Return verbatim the line containing "Query: tattoo on arm" together with all lines that follow it, through the end of the records.

(Items from a dataset)
□ □ □ □

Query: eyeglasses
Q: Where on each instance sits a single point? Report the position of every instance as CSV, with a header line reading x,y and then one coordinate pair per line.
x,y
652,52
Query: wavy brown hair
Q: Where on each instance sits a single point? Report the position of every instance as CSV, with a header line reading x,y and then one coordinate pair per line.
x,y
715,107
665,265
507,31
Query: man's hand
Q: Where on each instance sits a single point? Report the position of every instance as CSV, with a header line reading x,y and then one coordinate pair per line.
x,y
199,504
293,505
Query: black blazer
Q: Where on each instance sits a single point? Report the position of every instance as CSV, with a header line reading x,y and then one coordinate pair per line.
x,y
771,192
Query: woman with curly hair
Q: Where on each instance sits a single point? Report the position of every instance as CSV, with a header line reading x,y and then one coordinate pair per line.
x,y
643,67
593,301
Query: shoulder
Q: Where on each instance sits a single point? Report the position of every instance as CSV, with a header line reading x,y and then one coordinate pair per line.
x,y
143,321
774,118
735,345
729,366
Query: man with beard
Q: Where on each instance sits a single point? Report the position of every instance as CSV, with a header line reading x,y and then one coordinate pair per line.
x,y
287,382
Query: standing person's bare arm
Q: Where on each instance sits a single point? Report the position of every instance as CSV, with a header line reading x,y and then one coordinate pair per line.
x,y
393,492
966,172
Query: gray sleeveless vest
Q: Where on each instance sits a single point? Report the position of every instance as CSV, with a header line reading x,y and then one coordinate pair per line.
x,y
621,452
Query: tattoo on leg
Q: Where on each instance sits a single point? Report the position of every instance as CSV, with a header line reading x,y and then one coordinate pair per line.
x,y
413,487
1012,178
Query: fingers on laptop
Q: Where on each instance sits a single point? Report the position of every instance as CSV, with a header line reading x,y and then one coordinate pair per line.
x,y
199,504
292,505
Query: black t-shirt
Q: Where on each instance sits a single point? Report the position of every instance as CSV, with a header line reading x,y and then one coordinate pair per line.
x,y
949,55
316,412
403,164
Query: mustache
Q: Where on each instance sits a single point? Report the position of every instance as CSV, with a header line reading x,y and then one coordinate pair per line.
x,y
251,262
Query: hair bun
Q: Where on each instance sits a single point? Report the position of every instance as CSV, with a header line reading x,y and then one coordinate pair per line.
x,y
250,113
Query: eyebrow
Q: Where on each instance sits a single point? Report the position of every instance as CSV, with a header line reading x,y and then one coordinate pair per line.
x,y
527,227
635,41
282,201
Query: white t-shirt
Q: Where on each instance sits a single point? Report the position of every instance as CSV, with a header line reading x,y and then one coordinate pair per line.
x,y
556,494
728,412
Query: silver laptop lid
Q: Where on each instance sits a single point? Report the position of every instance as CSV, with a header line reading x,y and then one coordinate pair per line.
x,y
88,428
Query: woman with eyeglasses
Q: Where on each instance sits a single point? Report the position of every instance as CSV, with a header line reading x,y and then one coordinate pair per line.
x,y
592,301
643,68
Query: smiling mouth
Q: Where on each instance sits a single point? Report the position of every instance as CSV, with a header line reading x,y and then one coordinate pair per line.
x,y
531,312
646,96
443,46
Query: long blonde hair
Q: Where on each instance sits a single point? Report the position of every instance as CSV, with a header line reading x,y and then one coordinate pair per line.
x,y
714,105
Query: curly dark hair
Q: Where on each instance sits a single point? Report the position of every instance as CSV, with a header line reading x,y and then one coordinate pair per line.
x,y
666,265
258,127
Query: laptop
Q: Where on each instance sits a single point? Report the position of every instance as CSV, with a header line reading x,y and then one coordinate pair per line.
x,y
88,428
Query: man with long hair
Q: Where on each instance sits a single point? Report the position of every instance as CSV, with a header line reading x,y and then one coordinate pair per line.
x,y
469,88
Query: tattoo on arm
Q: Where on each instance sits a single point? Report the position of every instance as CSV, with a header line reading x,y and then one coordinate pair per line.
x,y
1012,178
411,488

□ □ □ □

> [Result below]:
Query: tattoo on arm
Q: Where on each instance sits a single point? Report the position of every instance as CSV, with a header line reading x,y and then one coordinate pair per line.
x,y
1012,178
411,488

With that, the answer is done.